*** Text block

Post-COVID-19-syndrome: a quality improvement case study utilising a call-recall approach
Background
2.3% of COVID-19 patients have symptoms beyond 12 weeks, post-covid-19-syndrome. This is an important problem for general practice, whom patients will seek advice from.
Call-Recall systems, where eligibility criteria are used to trigger health service contact, are routinely used for processes such as cervical screening. We chose to adapt and evaluate this for post-covid-19-syndrome.
The Approach
Aim: Assess 100% of patients infected with SARS-CoV-2 to identify and offer clinical assessment for patients with ongoing symptoms.
The QIP had two PDSA cycles. Initial design was consulting all patients with a positive SARS-CoV-2 swab starting in September 2021. Due to the high incidence of COVID-19 in Autumn/Winter 2021 this failed. Subsequently, patients with a positive SARS-CoV-2 swab were texted 6 weeks from their positive swab, replying with whether they had symptoms. Patients with symptoms were then invited for clinic review
Timescales were chosen to align with our funding source, Manchester Primary Care Standards.
Evaluation was via descriptive statistics and a reflective assessment of the pathway.

******
*** Entries provided

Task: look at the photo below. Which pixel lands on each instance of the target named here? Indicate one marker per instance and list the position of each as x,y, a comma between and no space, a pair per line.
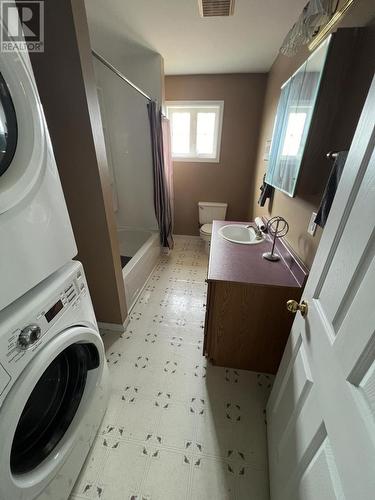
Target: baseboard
113,327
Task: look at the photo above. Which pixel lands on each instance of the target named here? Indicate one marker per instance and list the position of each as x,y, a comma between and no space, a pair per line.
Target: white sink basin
239,233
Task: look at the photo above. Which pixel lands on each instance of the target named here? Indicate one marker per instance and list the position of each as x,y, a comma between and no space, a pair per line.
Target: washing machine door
45,412
23,142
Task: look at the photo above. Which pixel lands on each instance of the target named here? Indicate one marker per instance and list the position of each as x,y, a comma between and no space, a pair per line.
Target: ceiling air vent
215,8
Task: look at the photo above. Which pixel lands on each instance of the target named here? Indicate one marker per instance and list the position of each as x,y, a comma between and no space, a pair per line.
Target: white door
321,413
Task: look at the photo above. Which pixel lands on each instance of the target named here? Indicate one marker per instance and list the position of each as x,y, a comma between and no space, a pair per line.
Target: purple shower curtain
162,179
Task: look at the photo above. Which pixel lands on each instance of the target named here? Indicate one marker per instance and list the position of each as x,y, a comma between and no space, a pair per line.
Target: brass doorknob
293,306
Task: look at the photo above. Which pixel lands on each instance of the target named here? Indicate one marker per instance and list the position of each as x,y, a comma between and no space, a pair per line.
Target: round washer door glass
8,127
51,407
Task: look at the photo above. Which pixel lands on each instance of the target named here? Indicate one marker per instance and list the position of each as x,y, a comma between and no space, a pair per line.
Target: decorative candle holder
277,227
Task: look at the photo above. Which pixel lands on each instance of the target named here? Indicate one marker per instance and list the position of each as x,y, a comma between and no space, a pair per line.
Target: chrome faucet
257,231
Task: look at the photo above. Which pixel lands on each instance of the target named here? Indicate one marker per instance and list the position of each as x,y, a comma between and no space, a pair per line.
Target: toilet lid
206,228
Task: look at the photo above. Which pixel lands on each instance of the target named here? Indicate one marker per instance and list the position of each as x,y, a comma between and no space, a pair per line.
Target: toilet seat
206,229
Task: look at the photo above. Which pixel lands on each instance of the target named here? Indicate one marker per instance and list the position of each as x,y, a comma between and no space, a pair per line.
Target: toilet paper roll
259,222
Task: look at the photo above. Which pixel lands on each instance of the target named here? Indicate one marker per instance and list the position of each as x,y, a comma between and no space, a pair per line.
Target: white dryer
36,237
53,387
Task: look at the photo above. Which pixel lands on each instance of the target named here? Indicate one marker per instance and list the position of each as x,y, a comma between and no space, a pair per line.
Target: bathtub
144,249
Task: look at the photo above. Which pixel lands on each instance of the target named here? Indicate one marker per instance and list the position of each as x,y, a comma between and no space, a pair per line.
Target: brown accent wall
230,180
66,84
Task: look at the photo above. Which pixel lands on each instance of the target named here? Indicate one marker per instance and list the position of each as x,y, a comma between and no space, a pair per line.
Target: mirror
8,127
292,122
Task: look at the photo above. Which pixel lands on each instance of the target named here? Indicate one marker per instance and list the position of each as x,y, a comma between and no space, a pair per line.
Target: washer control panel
28,336
61,300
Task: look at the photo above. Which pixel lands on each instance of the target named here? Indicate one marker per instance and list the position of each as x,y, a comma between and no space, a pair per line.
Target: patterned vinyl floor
176,428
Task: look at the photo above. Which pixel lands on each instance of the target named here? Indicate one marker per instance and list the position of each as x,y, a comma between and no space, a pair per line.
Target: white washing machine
36,236
53,387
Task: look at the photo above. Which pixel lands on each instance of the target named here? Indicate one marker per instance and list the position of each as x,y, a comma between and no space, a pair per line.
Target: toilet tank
210,211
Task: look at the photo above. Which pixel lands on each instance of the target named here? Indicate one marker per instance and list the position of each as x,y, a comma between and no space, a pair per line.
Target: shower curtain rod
119,74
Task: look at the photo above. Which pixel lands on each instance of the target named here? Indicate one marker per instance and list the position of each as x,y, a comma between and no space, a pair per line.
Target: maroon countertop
240,263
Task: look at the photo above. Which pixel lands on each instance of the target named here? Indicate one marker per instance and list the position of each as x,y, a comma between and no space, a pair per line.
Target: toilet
208,212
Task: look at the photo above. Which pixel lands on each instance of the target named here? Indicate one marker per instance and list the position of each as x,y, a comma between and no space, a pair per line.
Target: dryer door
8,127
46,411
23,142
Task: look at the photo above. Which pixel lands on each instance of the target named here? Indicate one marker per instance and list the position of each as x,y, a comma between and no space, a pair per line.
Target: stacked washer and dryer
53,373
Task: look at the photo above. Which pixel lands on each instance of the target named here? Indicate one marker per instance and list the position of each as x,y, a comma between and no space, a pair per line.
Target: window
196,130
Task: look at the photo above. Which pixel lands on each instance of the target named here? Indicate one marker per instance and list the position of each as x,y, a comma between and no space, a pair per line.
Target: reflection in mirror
8,127
292,123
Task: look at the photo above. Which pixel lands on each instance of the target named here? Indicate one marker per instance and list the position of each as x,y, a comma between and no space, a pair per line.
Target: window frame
201,106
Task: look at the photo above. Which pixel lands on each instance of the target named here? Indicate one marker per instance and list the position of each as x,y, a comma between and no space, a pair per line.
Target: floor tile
176,428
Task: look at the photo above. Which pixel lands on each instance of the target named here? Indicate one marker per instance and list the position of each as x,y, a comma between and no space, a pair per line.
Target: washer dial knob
28,336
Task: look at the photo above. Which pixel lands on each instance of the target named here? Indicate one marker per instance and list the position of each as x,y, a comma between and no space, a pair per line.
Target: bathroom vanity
247,323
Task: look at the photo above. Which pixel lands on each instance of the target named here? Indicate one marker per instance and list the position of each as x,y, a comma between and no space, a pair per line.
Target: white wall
126,125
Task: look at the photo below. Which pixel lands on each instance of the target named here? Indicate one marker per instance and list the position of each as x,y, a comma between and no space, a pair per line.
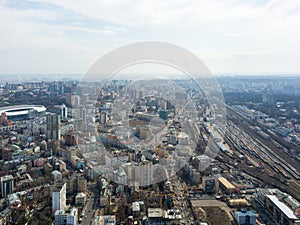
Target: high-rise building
53,126
59,197
63,111
7,185
62,217
245,217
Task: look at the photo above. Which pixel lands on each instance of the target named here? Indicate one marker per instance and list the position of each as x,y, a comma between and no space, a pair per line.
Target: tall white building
62,217
59,197
63,111
53,126
7,185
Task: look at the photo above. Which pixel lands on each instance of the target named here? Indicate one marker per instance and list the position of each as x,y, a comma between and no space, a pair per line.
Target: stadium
23,112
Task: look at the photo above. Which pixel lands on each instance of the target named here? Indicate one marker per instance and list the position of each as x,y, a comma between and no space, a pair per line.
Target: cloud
222,30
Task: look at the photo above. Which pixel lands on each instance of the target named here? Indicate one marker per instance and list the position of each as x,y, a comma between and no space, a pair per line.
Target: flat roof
226,183
283,208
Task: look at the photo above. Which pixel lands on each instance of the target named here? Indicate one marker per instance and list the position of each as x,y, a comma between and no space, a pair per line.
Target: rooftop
284,209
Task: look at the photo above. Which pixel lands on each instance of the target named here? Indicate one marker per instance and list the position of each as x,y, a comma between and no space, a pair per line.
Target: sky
232,37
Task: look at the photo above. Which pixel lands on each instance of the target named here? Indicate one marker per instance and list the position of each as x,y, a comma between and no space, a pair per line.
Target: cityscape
139,112
75,153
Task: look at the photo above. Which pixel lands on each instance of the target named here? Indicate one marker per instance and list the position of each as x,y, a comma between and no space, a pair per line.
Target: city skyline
230,37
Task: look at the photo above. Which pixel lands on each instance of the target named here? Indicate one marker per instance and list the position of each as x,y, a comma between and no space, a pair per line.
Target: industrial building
228,187
280,212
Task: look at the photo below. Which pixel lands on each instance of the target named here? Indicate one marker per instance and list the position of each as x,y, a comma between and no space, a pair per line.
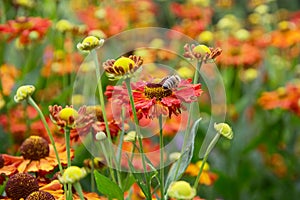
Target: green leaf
128,182
107,187
139,177
185,158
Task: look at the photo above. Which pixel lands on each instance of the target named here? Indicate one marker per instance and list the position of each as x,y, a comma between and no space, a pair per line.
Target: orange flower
26,29
207,177
37,156
15,123
154,99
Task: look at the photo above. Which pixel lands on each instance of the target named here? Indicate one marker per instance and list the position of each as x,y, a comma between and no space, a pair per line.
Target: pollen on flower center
40,195
156,90
1,161
125,63
20,186
34,148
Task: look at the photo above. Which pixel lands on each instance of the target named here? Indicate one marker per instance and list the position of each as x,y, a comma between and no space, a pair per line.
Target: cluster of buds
201,52
89,43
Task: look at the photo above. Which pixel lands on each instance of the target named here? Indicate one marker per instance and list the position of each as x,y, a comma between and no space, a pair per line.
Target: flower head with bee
154,99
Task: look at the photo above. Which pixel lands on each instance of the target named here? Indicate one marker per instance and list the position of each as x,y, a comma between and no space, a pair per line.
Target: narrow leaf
185,157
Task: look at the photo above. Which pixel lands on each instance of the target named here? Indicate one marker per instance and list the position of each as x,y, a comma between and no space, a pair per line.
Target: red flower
152,99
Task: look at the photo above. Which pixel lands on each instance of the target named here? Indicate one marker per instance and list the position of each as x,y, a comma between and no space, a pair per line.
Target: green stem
208,150
136,123
78,189
92,165
121,140
69,193
108,161
161,144
68,146
32,102
101,98
186,134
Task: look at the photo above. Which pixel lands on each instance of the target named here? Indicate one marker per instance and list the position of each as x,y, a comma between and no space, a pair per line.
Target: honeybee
170,82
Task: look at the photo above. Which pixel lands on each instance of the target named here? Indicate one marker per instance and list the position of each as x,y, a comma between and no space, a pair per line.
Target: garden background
259,65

******

[Task to carry out]
Continue the case study on post-COVID-19 syndrome from the end of its final sentence.

[Answer box]
Findings
7% of the practice population had COVID-19 infection. 47% of these were contacted with 11% of these diagnosed with post-covid-19-syndrome.
The greatest learning comes from the reflection:
- Patients infected when widespread testing was not available are difficult to identify.
- Incidence of COVID-19 makes streamlining pathways necessary.
- Vulnerable patients may not be able to use the call-recall process
- Some patients do not respond to the SMS, these may have less significant symptoms.
- This required 2 sessions a week to run, possible due to local funding. Generalisability without this funding may be difficult.
Implications
Hopefully post-covid-19-syndrome will become rare as the vaccination reduces incidence. If necessary, a Call-Recall approach is easy to implement with appropriate funding. However, no evidence exists regarding its cost-effectiveness or clinical benefit.